### Problem statement
Below are some entries. Repeat exactly the lines from the one with "Note to the class: locate the patterned" through the one with "Note to the class: locate the green leaf", and only those.
#####
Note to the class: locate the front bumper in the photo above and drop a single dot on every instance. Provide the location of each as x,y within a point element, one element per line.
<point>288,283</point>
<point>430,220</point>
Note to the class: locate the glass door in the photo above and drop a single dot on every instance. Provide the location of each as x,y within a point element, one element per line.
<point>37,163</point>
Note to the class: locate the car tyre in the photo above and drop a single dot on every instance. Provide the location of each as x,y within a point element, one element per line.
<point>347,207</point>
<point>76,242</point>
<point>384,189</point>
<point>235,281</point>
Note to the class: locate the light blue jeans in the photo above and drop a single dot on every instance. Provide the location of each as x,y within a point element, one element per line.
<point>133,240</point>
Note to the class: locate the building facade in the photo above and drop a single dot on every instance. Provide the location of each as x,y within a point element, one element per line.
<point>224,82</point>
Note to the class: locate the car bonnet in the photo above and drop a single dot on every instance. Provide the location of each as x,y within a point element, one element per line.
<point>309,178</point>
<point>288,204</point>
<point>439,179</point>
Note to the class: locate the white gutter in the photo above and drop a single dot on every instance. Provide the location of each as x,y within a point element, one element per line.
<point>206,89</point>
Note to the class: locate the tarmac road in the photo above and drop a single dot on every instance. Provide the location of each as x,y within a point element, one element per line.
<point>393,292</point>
#####
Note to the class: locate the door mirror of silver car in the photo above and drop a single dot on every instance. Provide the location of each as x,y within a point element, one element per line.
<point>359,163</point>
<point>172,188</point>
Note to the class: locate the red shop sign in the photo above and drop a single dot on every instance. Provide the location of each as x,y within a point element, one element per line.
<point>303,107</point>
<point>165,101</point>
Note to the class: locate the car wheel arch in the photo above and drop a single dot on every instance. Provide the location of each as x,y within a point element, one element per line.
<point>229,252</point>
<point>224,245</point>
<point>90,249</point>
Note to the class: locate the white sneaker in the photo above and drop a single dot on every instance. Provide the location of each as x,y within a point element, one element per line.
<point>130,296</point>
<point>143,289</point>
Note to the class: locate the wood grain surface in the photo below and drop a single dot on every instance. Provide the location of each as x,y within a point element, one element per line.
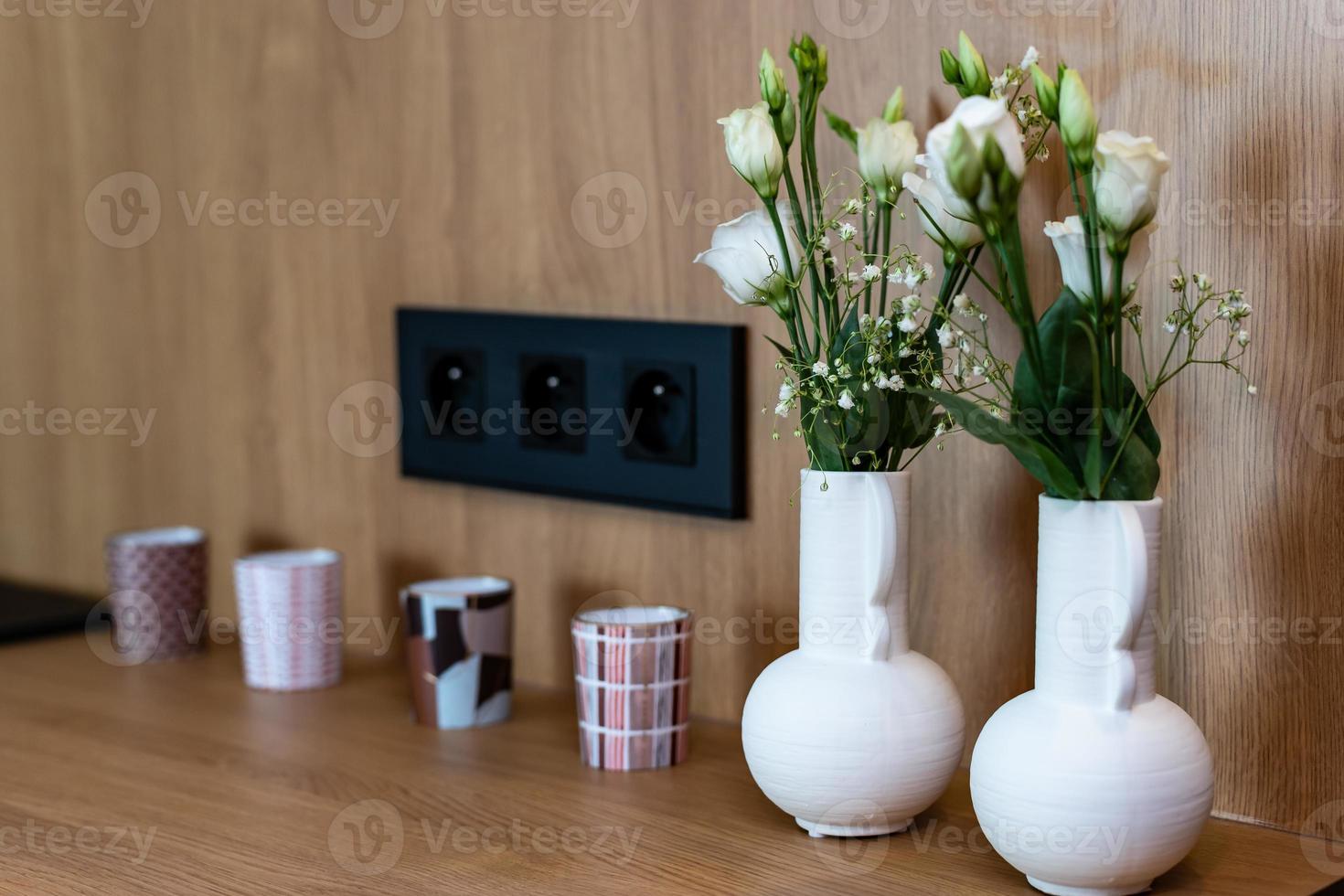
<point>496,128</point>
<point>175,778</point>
#####
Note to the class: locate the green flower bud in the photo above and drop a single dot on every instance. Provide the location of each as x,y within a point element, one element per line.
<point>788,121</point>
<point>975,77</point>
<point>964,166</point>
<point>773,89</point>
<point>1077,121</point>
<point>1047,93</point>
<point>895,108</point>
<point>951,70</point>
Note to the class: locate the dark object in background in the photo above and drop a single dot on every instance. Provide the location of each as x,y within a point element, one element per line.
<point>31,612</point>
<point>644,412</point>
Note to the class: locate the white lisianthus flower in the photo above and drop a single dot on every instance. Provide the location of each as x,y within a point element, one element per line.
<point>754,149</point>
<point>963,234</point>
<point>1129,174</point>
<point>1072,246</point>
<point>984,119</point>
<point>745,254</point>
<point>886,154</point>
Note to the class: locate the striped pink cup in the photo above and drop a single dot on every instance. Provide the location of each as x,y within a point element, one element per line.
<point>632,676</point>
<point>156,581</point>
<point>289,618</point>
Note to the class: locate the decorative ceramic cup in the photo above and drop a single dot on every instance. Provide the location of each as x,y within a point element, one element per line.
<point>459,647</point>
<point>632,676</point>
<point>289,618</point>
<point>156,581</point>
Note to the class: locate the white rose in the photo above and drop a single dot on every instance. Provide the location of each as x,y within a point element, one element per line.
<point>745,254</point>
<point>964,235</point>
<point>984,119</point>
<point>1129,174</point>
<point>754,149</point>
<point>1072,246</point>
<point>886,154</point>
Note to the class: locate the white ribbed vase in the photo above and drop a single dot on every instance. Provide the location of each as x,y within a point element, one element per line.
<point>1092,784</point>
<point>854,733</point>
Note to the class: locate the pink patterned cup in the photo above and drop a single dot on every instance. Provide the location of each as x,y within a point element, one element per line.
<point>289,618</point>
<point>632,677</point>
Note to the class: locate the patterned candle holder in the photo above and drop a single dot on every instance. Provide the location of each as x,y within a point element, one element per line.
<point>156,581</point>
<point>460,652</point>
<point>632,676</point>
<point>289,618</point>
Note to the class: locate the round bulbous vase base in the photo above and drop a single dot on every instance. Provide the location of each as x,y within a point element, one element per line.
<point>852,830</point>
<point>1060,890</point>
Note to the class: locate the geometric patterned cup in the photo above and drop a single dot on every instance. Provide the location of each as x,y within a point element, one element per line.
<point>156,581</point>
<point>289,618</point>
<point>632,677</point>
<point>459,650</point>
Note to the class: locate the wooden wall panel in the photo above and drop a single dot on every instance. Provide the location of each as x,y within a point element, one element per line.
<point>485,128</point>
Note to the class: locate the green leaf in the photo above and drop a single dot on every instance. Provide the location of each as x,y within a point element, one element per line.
#####
### Problem solution
Note to the class: locate the patterned candle holder in the photo above and drop a single dot on every instance. Provide the location of each as x,y within a point element, one element per line.
<point>156,581</point>
<point>460,652</point>
<point>632,676</point>
<point>289,618</point>
Note to the class: locate the round bulbous vase base in the photo above and drop a single dot on every instance. Provide the location of each as x,y within a point element, one element per line.
<point>852,830</point>
<point>1060,890</point>
Note to the class: locate the geometric patterned cup in the photo above and drop a single dot on every instance. Provide the location of each as x,y within a point element, one element per line.
<point>156,581</point>
<point>289,618</point>
<point>632,677</point>
<point>459,650</point>
Note to the class: locate the wooden wall panel in the photo above and drop a single dot on every instance. Provide the location of each as x,y within a point element, one element per line.
<point>485,128</point>
Note to the class: locate the green leaf in the photo above and drop a single dot on every instance. Provide the location of each as x,y within a point element, one element per line.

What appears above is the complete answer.